* [Required action 1]
Translate this sentence from the passage on overweight NHS staff into Spanish: "But deputy GPC chairman Dr Richard Vautrey said overweight GPs may be more understanding of patients with weight problems."
* [Required action 2]
Reproduce the portion of the passage on overweight NHS staff starting with "She said: ‘I" and going on through "with weight problems.".

* [Study text]
-- Opening Marker --

Professor Dame Sally Davies told GP she was ‘perpetually surprised’ by how many NHS staff members were overweight.
Dame Sally said it was ‘human nature’ for patients to question what could be seen as hypocritical health advice from GPs.
‘I just think it makes it more difficult to get the message over,’ she said. ‘How are they going to have the impact on patients if they are not taking note and thinking about it for themselves?’
Dame Sally acknowledged that it was ‘very difficult for GPs, nurses and everyone in the community’ to remain healthy, but it was important to ensure patients took health messages seriously.
She said: ‘I think it’s great when staff in the NHS do set an example, and I am perpetually surprised by how many are overweight. It suggests they themselves haven’t taken on board the health messages and their employer is not supporting them enough to lose weight.’
But deputy GPC chairman Dr Richard Vautrey said overweight GPs may be more understanding of patients with weight problems.
He said: ‘GPs, like other healthcare professionals, try hard to practise what they preach. However, we all know how difficult it can be to lose weight, even with the best of intentions.
‘We should not be quick to judge those who are overweight but may actually be more empathetic with patients struggling to lose weight.’
On the issue of the UK’s burgeoning weight problem, Dame Sally said it was important for there to be 'open discussions in the community about weight and what normal weight is’.
Overweight becoming normalised
She said: ‘What I highlighted in this year’s annual report was that normal weight is now overweight and a high proportion of people don’t recognise they’re overweight.’
She emphasised that when dealing with overweight patients, GPs should not ‘fall into political correctness’.
They should instead feel obliged to discuss a patient’s weight, even during unrelated appointments.
‘[Obesity and being overweight] are the precursor of such dreadful ill health: diabetes, high BP and therefore stroke, fatty liver disease, and cancer rates are higher. We can’t afford to ignore it. As doctors, it is part of our duty to our patients.
‘I would hope that whenever people go in for another reason, they are weighed and at least given a quick word or offered another appointment to come and talk about it.’

-- Closing Marker --

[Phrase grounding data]
-- Opening Marker --

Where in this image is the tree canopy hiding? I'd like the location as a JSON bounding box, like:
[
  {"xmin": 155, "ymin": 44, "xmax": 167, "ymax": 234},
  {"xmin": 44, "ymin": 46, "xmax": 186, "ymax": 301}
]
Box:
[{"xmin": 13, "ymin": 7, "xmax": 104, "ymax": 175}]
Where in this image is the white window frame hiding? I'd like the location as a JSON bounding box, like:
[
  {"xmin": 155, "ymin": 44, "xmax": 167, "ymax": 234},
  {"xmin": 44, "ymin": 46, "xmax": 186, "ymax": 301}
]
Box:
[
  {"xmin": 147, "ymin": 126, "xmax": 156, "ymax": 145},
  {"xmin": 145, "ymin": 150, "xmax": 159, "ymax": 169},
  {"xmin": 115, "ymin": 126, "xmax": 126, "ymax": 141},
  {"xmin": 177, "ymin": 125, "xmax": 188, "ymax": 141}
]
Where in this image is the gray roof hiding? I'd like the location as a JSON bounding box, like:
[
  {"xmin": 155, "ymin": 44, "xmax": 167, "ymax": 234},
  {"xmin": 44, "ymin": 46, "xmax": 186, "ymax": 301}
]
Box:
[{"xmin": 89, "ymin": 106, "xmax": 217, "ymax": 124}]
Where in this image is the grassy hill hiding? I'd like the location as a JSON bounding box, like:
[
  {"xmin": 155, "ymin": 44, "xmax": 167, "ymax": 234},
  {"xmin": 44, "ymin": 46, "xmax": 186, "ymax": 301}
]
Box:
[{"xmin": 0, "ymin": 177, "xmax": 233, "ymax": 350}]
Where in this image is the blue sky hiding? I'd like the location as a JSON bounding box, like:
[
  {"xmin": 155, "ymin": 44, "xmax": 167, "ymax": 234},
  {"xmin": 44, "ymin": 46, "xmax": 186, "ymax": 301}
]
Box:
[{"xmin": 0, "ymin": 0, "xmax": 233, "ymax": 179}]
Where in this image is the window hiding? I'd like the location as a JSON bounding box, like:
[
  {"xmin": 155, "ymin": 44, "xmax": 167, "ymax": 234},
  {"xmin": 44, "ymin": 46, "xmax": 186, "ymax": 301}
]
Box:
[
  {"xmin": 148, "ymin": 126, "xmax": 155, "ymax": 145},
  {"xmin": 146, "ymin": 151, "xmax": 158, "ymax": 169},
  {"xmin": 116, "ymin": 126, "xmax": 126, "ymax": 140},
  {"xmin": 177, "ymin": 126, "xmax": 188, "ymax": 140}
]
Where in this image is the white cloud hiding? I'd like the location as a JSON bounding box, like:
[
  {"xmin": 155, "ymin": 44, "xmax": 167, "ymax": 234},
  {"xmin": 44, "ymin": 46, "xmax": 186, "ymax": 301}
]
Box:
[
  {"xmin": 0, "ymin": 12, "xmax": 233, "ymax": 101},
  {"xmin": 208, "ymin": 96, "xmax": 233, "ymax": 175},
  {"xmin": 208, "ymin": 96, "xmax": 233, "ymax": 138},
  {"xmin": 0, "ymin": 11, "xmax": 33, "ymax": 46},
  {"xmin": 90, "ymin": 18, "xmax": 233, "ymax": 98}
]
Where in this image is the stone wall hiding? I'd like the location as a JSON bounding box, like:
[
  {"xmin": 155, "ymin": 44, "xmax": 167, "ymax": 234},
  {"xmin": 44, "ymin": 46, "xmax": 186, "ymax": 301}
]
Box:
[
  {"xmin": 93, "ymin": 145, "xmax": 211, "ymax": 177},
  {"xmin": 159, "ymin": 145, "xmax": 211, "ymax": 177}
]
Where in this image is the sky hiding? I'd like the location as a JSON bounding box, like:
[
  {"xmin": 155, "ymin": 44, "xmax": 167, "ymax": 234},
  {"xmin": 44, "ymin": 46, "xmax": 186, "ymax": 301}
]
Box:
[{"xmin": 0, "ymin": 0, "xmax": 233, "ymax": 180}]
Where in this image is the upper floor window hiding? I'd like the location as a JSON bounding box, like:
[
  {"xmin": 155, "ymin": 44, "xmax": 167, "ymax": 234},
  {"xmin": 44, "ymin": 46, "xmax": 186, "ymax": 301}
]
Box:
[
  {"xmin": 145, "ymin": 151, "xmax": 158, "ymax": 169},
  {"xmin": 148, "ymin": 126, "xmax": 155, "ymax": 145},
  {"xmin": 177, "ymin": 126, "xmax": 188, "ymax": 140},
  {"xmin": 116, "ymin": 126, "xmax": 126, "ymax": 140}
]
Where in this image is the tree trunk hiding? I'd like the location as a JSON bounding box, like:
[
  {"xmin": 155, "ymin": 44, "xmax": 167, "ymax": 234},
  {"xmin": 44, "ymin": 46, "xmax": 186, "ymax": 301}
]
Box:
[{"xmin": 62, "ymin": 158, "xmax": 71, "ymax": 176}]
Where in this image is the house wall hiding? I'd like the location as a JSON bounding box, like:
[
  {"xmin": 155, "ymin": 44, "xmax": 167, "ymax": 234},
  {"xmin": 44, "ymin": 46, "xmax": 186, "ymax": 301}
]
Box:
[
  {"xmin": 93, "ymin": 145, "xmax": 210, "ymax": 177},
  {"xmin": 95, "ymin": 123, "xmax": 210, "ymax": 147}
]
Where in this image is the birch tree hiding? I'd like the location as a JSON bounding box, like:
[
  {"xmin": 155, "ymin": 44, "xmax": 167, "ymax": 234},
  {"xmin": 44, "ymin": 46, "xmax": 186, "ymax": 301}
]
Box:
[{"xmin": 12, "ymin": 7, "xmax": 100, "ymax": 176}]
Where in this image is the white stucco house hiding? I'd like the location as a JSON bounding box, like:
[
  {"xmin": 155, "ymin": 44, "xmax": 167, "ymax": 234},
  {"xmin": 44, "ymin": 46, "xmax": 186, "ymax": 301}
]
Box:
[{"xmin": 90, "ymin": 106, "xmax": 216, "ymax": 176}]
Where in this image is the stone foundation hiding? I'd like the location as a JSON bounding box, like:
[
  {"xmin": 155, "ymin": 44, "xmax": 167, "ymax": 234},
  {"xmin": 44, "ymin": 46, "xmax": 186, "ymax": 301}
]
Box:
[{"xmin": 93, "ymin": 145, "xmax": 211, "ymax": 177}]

-- Closing Marker --

* [Worked solution 1]
Pero el vicepresidente del GPC, el Dr. Richard Vautrey, dijo que los médicos de cabecera con sobrepeso pueden ser más comprensivos con los pacientes que tienen problemas de peso.

* [Worked solution 2]
She said: ‘I think it’s great when staff in the NHS do set an example, and I am perpetually surprised by how many are overweight. It suggests they themselves haven’t taken on board the health messages and their employer is not supporting them enough to lose weight.’
But deputy GPC chairman Dr Richard Vautrey said overweight GPs may be more understanding of patients with weight problems.